### Your goal
Output everything from the start of the material down through the line containing "155), (20, 154)]]" as a Markdown table with the columns Row and Line, numbering each line and leaving out blank lines.

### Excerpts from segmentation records
= = = = =
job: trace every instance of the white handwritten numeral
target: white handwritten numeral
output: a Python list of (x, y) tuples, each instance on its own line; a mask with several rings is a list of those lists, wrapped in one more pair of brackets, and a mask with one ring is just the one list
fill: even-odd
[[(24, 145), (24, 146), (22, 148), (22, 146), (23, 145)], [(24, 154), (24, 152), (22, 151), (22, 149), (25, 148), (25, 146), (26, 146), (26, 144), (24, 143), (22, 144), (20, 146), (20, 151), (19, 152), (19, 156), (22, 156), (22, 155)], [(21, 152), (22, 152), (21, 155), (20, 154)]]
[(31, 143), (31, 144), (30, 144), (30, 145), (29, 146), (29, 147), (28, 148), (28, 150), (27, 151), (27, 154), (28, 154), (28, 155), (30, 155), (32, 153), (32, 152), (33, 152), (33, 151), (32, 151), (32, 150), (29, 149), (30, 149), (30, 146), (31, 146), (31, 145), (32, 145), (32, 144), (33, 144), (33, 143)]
= = = = =
### Result for this task
| Row | Line |
|---|---|
| 1 | job: trace every instance of the white handwritten numeral |
| 2 | target: white handwritten numeral |
| 3 | output: a Python list of (x, y) tuples, each instance on its own line; a mask with several rings is a list of those lists, wrapped in one more pair of brackets, and a mask with one ring is just the one list |
| 4 | fill: even-odd |
| 5 | [[(24, 145), (24, 146), (22, 148), (22, 146), (23, 145)], [(24, 154), (24, 152), (22, 151), (22, 149), (25, 148), (25, 146), (26, 146), (26, 144), (24, 143), (22, 144), (20, 146), (20, 151), (19, 152), (19, 156), (22, 156), (22, 155)], [(21, 152), (22, 152), (21, 155), (20, 154)]] |